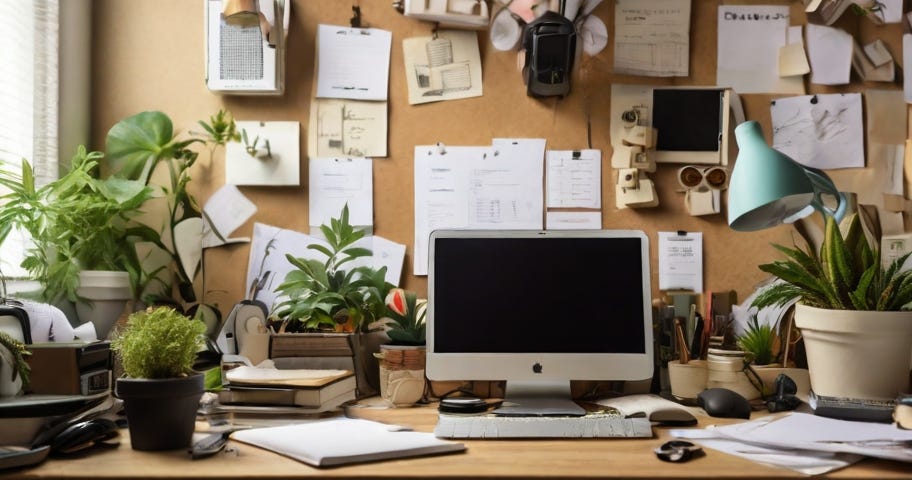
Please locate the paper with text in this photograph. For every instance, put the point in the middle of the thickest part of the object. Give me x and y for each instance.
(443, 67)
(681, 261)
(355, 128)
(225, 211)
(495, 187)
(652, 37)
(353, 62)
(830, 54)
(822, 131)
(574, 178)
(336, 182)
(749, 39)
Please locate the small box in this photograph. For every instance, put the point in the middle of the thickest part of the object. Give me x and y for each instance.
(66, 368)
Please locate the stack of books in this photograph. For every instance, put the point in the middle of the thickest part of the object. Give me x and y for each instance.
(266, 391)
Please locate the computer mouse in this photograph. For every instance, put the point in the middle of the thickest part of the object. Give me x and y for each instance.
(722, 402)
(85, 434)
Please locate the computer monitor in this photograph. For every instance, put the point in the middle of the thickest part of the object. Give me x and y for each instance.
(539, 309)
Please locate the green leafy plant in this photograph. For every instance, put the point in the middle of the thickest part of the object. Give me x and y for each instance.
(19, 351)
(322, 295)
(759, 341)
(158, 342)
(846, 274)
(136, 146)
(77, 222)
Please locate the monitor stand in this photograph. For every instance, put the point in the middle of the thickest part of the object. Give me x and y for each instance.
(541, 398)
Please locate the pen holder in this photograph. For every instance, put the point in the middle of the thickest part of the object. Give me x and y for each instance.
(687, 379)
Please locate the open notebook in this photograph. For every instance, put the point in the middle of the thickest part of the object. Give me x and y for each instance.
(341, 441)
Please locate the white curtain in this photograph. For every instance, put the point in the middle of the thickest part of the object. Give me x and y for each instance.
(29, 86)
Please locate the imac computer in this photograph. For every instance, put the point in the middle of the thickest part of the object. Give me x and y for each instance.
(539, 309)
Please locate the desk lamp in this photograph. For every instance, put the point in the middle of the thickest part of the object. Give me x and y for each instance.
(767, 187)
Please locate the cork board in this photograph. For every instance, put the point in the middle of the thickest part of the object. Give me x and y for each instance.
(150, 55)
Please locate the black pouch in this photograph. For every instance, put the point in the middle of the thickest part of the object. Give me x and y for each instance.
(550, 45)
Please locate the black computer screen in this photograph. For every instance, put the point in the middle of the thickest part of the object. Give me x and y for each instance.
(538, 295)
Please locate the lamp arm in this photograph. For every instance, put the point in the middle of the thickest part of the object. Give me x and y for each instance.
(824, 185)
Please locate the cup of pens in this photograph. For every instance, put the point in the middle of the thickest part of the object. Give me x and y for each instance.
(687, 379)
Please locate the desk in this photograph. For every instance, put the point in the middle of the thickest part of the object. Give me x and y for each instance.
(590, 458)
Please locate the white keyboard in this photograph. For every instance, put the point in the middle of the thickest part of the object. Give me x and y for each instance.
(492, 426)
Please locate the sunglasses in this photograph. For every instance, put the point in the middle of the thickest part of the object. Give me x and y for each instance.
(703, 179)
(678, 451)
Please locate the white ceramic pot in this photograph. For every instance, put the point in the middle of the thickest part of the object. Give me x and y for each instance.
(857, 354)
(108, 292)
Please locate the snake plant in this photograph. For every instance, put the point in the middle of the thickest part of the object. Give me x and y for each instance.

==

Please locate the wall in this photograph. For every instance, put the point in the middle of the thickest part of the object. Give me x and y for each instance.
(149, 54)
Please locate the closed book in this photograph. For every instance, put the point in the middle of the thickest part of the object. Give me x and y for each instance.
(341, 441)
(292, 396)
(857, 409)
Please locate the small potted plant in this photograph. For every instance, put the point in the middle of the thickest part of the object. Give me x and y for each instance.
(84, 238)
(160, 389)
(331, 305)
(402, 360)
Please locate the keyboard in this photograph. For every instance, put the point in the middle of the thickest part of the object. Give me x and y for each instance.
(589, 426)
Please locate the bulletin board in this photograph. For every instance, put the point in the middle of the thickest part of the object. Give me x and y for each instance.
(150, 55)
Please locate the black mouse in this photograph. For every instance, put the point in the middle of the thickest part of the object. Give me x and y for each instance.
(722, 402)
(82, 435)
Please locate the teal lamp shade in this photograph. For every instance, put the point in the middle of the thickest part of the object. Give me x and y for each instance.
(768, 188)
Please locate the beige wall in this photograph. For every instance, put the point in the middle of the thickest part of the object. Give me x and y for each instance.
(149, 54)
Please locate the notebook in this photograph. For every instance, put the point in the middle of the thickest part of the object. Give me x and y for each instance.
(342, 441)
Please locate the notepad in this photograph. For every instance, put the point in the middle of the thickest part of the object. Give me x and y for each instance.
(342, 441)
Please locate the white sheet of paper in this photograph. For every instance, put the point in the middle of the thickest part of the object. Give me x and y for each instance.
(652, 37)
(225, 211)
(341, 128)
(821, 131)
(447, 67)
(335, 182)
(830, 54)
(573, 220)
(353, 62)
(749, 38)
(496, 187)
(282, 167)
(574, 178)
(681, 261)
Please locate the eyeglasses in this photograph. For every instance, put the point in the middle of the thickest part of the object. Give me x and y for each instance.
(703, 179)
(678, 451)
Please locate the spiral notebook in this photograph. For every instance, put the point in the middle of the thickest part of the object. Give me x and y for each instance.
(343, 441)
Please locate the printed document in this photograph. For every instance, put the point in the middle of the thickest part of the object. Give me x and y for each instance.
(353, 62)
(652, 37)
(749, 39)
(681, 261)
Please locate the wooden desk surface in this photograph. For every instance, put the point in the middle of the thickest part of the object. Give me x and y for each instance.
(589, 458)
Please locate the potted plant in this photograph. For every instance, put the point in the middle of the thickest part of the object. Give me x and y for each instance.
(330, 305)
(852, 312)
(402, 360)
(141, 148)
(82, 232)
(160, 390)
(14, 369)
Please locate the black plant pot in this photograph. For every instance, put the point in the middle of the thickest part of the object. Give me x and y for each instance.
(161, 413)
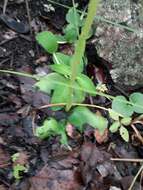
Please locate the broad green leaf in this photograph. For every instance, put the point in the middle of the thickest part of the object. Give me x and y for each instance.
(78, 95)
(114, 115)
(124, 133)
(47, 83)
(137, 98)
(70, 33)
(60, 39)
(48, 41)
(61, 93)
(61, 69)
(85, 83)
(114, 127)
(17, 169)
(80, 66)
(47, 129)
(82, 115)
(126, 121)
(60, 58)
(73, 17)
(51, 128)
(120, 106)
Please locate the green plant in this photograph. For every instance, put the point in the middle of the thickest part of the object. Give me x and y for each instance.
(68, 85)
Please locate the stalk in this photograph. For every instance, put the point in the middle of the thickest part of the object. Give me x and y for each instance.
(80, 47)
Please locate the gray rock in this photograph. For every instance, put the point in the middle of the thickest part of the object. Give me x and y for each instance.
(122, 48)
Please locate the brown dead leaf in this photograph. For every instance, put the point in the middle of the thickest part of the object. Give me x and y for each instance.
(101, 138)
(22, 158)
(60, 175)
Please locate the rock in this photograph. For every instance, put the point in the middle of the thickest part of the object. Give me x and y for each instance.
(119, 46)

* * *

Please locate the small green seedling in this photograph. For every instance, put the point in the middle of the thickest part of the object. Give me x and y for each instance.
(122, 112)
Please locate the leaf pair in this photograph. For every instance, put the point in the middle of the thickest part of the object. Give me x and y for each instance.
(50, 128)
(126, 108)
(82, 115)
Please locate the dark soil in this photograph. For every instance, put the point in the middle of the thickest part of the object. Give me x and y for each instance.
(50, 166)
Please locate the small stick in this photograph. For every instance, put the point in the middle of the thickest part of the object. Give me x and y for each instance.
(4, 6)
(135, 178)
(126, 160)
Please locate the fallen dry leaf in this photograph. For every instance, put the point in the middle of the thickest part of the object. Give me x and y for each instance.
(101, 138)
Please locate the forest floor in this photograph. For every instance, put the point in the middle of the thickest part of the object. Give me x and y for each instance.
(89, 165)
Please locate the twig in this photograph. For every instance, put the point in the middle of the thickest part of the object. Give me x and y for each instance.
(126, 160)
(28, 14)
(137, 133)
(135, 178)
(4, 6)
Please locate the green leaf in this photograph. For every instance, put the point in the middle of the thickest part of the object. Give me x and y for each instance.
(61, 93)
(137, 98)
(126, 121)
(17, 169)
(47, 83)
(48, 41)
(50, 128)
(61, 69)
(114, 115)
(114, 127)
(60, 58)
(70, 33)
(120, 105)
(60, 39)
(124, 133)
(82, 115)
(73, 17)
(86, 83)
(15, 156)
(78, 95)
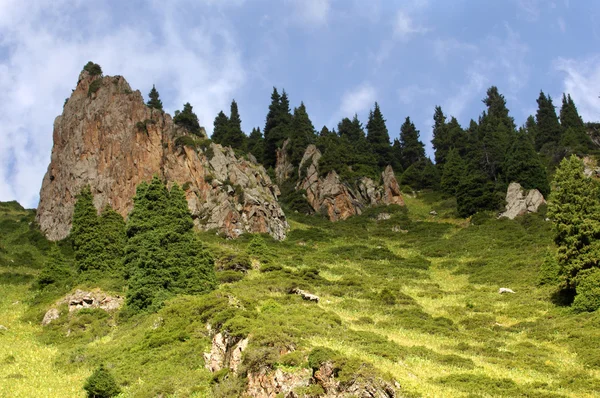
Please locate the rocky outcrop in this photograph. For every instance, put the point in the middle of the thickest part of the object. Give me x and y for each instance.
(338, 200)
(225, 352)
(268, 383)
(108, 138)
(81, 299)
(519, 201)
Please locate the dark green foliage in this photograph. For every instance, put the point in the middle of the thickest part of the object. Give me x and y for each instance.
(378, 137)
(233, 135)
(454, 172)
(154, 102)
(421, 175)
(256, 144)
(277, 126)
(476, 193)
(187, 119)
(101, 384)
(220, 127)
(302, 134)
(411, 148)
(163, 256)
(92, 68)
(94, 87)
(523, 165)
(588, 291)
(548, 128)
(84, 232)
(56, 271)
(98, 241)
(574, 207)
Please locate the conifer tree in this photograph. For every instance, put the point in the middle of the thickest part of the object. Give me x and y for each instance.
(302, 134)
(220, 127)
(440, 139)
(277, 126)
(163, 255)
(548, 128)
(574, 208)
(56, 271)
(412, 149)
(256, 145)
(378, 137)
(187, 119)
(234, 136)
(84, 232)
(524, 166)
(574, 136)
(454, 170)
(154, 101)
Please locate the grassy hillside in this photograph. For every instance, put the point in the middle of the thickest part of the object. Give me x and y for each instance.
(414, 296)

§ **How to complete this task**: From the material above, set down exactly the lines between the line holding "Please locate the white keyboard" and the line holding "Please locate the snake", inclusive. Include nothing else.

§ **Problem solution**:
Please locate the white keyboard in this photograph. For every instance, put the point in the middle of the thickest part of the object. Give me x and y for each instance.
(492, 426)
Please locate the sunglasses in this photograph. For every instance, put the point in the middle of the thickest part of the object. Give me x and y for each instance.
(703, 179)
(678, 451)
Please locate the white ceramic pot in this photograph. For every instance, put the point in the middle of the thickest part of the object. Give me x and y for each instance.
(857, 354)
(108, 292)
Please locate the snake plant in this photograph. For every instance, put the point in the middle of the thickest part of the object. Give me x and y for each instance.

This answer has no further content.